Given text
And I pretty much agree with Don’s observation re the Catechism’s error in fact. I found the quoted language very odd, in that it seems so plainly to enunciate a prudential conclusion that is out of place in a Catechism. And I say this as one who *generally* disfavors the death penalty and would abolish it except in cases of murders committed in or from (yes, murders are often ordered from) prison.

RR
RR
Tuesday, November 15, AD 2011 11:59am

Mike, application to a specific place and time is a prudential judgment but the principle that capital punishment should not be used if not necessary to keep society safe is not. I would reject that principle but for the fact that it’s in the Catechism and taught practically universally (which may even make it infallible). IMO, it requires obsequium religiosum, at the very least. So I would not support public policy that conflicts with it and I would not publicly oppose it (something I have done in error in the past).

Of course you can still support capital punishment as applied in the US but I think you really have to torture logic to justify it.

T. Shaw
T. Shaw
Tuesday, November 15, AD 2011 12:05pm

“Some would say, well Father, what about those people who support the war in Iraq, or the death penalty, or oppose undocumented aliens? Aren’t those just as important, and aren’t Catholic politicians who support those “bad Catholics” too?

“Simple answer: ‘no.’ Not one of those issues, or any other similar issues, except for the attack on traditional marriage is a matter of absolute intrinsic evil in itself.”

Natural-language object grounding records:
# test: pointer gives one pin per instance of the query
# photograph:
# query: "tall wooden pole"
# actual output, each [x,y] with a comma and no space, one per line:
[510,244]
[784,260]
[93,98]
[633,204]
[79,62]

---

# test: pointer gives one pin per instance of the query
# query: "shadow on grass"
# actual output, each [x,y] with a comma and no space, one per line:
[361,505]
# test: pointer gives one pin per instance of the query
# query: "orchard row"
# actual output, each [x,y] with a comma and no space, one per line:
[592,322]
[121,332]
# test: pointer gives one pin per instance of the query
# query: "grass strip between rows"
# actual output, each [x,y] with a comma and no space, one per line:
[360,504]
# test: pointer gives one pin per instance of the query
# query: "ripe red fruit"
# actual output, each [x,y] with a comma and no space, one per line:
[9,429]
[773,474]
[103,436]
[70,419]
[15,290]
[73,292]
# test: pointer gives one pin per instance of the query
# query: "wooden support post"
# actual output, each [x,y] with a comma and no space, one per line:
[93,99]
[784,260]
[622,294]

Activities
a) In the comment thread, why does RR say he would not publicly oppose the principle that capital punishment should not be used unless it is needed to keep society safe? Answer in one to three sentences.
b) Answer these questions about the comment thread, one per line:
(i) In what cases would the first commenter keep the death penalty?
(ii) On what date and at what time was RR's comment posted?
(iii) In the passage T. Shaw quotes, which issue is called a matter of absolute intrinsic evil?
c) Write out the part of the comment thread from "Mike, application to" up to and including "to justify it.".
The records are separate material and have no connection to the comment thread.

Solutions in order
a) RR would otherwise reject that principle, but it is in the Catechism and taught practically universally, which may even make it infallible. In RR's view it therefore requires obsequium religiosum at the very least.

b)
(i) Murders committed in or from prison.
(ii) Tuesday, November 15, AD 2011, at 11:59am.
(iii) The attack on traditional marriage.

c)
Mike, application to a specific place and time is a prudential judgment but the principle that capital punishment should not be used if not necessary to keep society safe is not. I would reject that principle but for the fact that it’s in the Catechism and taught practically universally (which may even make it infallible). IMO, it requires obsequium religiosum, at the very least. So I would not support public policy that conflicts with it and I would not publicly oppose it (something I have done in error in the past).

Of course you can still support capital punishment as applied in the US but I think you really have to torture logic to justify it.